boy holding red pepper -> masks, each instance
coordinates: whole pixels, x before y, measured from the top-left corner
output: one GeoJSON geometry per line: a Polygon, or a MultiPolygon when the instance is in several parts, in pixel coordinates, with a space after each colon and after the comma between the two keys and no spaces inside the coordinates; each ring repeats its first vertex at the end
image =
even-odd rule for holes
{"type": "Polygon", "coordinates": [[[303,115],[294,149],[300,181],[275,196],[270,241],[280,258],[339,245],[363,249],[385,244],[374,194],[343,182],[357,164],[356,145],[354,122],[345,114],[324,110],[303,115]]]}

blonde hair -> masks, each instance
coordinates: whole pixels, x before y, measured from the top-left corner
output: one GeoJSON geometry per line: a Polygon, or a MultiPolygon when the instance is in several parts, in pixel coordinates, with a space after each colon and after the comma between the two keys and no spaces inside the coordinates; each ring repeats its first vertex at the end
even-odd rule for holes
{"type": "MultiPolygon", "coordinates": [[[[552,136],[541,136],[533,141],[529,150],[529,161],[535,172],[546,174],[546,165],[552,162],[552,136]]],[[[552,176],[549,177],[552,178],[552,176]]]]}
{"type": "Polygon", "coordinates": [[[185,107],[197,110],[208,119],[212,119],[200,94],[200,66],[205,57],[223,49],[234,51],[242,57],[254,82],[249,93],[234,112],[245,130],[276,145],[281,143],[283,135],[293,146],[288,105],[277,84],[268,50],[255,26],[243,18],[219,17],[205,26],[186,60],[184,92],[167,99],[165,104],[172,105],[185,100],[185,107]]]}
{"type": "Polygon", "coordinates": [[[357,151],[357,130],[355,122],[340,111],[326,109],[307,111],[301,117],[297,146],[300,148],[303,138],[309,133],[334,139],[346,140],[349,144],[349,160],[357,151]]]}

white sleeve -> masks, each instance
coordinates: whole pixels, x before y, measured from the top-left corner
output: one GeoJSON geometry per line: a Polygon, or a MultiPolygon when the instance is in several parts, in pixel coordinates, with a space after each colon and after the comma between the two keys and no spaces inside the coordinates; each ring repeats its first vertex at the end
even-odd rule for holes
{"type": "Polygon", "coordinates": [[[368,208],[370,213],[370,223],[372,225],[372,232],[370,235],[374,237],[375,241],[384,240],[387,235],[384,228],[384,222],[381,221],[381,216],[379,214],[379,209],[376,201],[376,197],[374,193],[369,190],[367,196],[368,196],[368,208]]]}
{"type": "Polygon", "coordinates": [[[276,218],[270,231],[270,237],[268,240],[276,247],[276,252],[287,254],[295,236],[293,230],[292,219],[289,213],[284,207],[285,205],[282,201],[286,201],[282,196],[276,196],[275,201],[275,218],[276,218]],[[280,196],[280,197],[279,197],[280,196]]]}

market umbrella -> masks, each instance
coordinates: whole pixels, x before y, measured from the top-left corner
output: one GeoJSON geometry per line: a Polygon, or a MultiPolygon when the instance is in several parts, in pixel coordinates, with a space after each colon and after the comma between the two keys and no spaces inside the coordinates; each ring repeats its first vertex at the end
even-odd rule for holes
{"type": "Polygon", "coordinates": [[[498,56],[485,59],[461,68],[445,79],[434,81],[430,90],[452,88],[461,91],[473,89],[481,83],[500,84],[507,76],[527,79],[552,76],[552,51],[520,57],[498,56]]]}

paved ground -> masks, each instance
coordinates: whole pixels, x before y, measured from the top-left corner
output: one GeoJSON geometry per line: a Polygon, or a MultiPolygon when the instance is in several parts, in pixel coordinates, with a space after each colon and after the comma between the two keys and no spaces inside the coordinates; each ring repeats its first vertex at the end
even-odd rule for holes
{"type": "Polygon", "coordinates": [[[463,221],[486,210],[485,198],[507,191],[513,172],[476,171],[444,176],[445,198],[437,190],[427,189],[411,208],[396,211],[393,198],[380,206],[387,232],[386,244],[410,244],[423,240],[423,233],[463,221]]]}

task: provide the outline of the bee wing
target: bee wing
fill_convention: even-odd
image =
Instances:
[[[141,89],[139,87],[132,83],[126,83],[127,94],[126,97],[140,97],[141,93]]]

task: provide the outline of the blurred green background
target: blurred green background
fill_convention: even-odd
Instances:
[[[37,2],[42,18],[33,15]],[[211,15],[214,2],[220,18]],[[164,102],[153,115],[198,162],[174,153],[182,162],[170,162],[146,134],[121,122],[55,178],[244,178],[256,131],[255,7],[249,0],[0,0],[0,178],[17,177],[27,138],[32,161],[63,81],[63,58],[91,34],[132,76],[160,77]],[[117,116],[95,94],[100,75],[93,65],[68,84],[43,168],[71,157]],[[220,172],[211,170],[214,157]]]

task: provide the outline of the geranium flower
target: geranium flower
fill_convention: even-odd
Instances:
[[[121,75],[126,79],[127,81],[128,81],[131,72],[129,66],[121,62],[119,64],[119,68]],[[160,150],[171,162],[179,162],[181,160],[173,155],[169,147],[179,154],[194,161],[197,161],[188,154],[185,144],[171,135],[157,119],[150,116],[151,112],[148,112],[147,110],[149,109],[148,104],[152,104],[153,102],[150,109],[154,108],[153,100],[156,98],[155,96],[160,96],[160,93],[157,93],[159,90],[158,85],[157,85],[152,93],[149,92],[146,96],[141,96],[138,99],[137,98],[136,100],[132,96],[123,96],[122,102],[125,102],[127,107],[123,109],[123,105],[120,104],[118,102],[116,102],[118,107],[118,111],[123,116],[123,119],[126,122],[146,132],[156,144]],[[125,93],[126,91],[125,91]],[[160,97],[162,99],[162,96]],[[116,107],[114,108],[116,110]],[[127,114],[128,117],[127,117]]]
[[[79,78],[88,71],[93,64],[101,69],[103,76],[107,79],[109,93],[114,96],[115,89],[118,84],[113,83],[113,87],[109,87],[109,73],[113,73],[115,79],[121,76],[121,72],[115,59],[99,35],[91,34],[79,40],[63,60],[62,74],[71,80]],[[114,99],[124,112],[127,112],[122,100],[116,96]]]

◆ ◆ ◆ ◆

**DESCRIPTION OF THE TASK**
Retype every entry above, reproducing each line without a single change.

**RESPONSE TO THE TASK**
boy holding red pepper -> masks, each instance
coordinates: whole pixels, x before y, measured from the top-left corner
output: one GeoJSON geometry per line: a Polygon, or a MultiPolygon when the instance is in several parts, in pixel coordinates, with a space after each colon and after the comma between the two keys and no spaces inside the coordinates; each ring repeats its first vertex at the end
image =
even-odd rule for holes
{"type": "Polygon", "coordinates": [[[303,115],[294,149],[300,181],[275,196],[270,241],[280,258],[339,245],[363,249],[385,244],[374,194],[343,182],[357,164],[356,145],[354,122],[345,114],[324,110],[303,115]]]}

blonde hair -> masks, each instance
coordinates: whole pixels, x before y, measured from the top-left corner
output: one GeoJSON geometry per line: a Polygon, or a MultiPolygon when the instance is in several parts, in pixel coordinates, with a space after each colon and after the comma between the two keys and no spaces inside the coordinates; each ring repeats its first vertex at the end
even-odd rule for holes
{"type": "MultiPolygon", "coordinates": [[[[552,136],[541,136],[533,141],[529,150],[529,161],[535,172],[546,174],[546,165],[552,162],[552,136]]],[[[552,176],[549,177],[552,178],[552,176]]]]}
{"type": "Polygon", "coordinates": [[[185,107],[197,110],[208,119],[212,119],[200,94],[200,66],[205,57],[223,49],[234,51],[242,57],[254,82],[249,93],[234,112],[245,130],[276,145],[281,143],[283,135],[293,146],[288,105],[277,84],[268,50],[255,26],[243,18],[219,17],[205,26],[186,60],[184,92],[167,99],[165,104],[172,105],[185,100],[185,107]]]}
{"type": "Polygon", "coordinates": [[[357,151],[357,130],[355,122],[340,111],[326,109],[307,111],[301,117],[297,146],[300,148],[303,138],[309,133],[334,139],[346,140],[349,144],[349,160],[357,151]]]}

white sleeve -> masks, each instance
coordinates: whole pixels, x before y, measured from the top-left corner
output: one GeoJSON geometry per line: a Polygon, or a MultiPolygon when the instance is in several parts, in pixel coordinates, with a space after each colon and after the comma between the two keys and no spaces inside the coordinates; each ring repeats its first vertex at the end
even-odd rule for holes
{"type": "Polygon", "coordinates": [[[368,208],[370,213],[370,223],[372,225],[372,232],[370,235],[374,237],[375,241],[384,240],[387,235],[384,228],[384,222],[381,221],[381,216],[379,214],[379,209],[376,201],[376,197],[374,193],[369,190],[367,196],[368,196],[368,208]]]}
{"type": "Polygon", "coordinates": [[[276,218],[270,231],[270,237],[268,240],[276,247],[276,252],[287,254],[295,236],[293,230],[292,219],[289,213],[284,207],[285,205],[282,201],[286,201],[282,196],[276,196],[275,201],[275,218],[276,218]],[[280,196],[280,197],[279,197],[280,196]]]}

market umbrella -> masks, each instance
coordinates: whole pixels, x before y, measured from the top-left corner
output: one GeoJSON geometry per line: a Polygon, or a MultiPolygon when the instance is in several parts, in pixel coordinates, with a space after each colon and after the comma between the two keys and no spaces inside the coordinates; each ring repeats its first vertex at the end
even-odd rule for holes
{"type": "Polygon", "coordinates": [[[498,56],[485,59],[461,68],[445,79],[434,81],[430,90],[452,88],[461,91],[473,89],[481,83],[500,84],[507,76],[527,79],[552,76],[552,51],[520,57],[498,56]]]}

paved ground -> masks, each instance
coordinates: whole pixels, x before y, measured from the top-left corner
output: one GeoJSON geometry per line: a Polygon, or a MultiPolygon when the instance is in several parts, in pixel coordinates, with a space after each colon and after the comma between the two keys and no spaces inside the coordinates; each ring repeats its first vertex at the end
even-odd rule for holes
{"type": "Polygon", "coordinates": [[[463,221],[486,210],[485,198],[507,191],[513,172],[476,171],[444,176],[445,198],[437,190],[427,189],[411,208],[396,211],[393,198],[380,206],[387,232],[386,244],[410,244],[423,240],[423,233],[463,221]]]}

task: provide the outline of the bee wing
target: bee wing
fill_convention: even-odd
image =
Instances:
[[[141,89],[139,87],[132,83],[126,83],[127,94],[126,97],[140,97],[141,93]]]

task: provide the outline of the blurred green background
target: blurred green background
fill_convention: even-odd
Instances:
[[[37,2],[42,18],[33,15]],[[211,15],[214,2],[220,18]],[[164,102],[153,115],[198,162],[174,153],[182,162],[170,162],[146,134],[121,122],[55,178],[244,178],[256,131],[255,7],[249,0],[0,0],[0,178],[17,177],[27,138],[32,161],[63,81],[63,58],[91,34],[132,76],[160,77]],[[117,116],[95,94],[100,75],[93,65],[68,84],[43,168],[71,157]],[[220,172],[211,170],[214,157]]]

task: provide the outline of the geranium flower
target: geranium flower
fill_convention: even-odd
Instances:
[[[121,75],[126,79],[127,81],[128,81],[131,72],[129,66],[121,62],[119,64],[119,68]],[[160,150],[171,162],[179,162],[181,160],[173,155],[169,147],[179,154],[194,161],[197,161],[188,154],[185,144],[171,135],[157,119],[150,116],[151,112],[148,112],[147,110],[149,109],[148,104],[152,104],[153,102],[150,109],[154,108],[153,100],[156,98],[155,96],[160,96],[160,93],[157,93],[159,90],[158,85],[157,85],[152,93],[149,92],[146,96],[141,96],[138,99],[137,98],[136,100],[132,96],[123,96],[122,102],[125,102],[127,107],[123,109],[123,105],[120,104],[118,102],[116,102],[118,107],[118,111],[123,116],[123,119],[126,122],[146,132],[156,144]],[[125,93],[126,91],[125,91]],[[160,97],[162,99],[162,96]],[[116,107],[114,108],[116,110]],[[127,114],[128,117],[127,117]]]
[[[79,78],[88,71],[93,64],[101,69],[103,76],[107,79],[109,93],[114,96],[115,89],[118,84],[113,83],[113,87],[109,87],[109,73],[113,73],[115,79],[121,76],[121,72],[115,59],[99,35],[91,34],[79,40],[63,60],[62,74],[71,80]],[[114,99],[124,112],[127,112],[122,100],[116,96]]]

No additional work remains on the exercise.